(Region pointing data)
┄┄┄┄┄┄┄┄┄┄
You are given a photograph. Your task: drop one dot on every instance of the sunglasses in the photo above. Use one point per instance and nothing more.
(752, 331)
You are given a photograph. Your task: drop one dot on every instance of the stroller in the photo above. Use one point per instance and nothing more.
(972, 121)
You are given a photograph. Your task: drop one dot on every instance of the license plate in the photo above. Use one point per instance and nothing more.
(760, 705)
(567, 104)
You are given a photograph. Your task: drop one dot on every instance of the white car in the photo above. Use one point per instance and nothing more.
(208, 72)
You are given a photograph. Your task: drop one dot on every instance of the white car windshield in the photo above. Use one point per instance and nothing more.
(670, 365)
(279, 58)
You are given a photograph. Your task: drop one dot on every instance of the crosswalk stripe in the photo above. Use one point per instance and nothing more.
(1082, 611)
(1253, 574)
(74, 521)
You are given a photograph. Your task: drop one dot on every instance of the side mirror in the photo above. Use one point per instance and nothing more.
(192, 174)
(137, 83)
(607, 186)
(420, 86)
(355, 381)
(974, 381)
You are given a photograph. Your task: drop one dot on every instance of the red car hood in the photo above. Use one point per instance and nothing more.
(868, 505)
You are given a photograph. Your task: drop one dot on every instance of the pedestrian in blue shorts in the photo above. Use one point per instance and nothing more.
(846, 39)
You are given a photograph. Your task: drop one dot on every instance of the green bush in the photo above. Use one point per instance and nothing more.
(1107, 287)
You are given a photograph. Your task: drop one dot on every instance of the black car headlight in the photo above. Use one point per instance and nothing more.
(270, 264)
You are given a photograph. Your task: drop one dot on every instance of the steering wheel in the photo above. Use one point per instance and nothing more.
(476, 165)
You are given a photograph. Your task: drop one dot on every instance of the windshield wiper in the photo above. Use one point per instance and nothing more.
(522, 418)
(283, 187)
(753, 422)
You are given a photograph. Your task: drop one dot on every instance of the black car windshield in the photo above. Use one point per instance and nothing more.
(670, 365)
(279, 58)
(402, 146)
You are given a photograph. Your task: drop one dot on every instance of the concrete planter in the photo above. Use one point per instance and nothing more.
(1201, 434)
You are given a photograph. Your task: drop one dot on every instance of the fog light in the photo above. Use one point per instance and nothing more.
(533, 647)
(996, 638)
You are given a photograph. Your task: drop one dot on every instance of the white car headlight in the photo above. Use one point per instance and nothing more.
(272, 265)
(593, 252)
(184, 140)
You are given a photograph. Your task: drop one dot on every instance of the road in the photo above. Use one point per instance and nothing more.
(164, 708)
┄┄┄┄┄┄┄┄┄┄
■ **Description of the task**: The requested lines run from the one with "of the green" through the last line of the records. Return them exactly.

■ **Exercise output**:
You are given a photograph. Your task: drop one dot on every instance of the green bush in the photo above. Use one point per instance and nothing more.
(1107, 287)
You are given a photograph. Your task: drop one dot on every instance of the black car headlight in the photo above. Use one point per instance and nothing more.
(270, 264)
You are given a photograph. Your task: drop one dot on every instance of the steering wheel in the photo above. Use one point per instance and nothing more.
(476, 165)
You are given a photograph. Your task: drop one dot on every instance of the windshield wiper in the photo above. Use one point per instance and nothing more.
(522, 418)
(283, 187)
(753, 422)
You are given a photograph. Your task: drop one dot on every instance of the black car windshield in the photo above. Use one point per instance and nothing more.
(670, 365)
(279, 58)
(402, 146)
You are given a photograph. Your task: drop one dot on every instance of the concrete planter in the photo above. Use one point per instance and nothing more.
(1201, 434)
You are given a photograph. Your task: drop one dot on every instance of the fog light in the photo above. Use one point per instance and nothing more.
(533, 647)
(996, 638)
You are given a photograph. Your task: drop one dot on every instance of the white car headlight in the photo above. Use one point per instance and nothing more.
(272, 265)
(593, 252)
(184, 140)
You are given a photograph. Your task: drop one dot on every instance of the road in the photo above. Use one point per instance and nothing more.
(164, 708)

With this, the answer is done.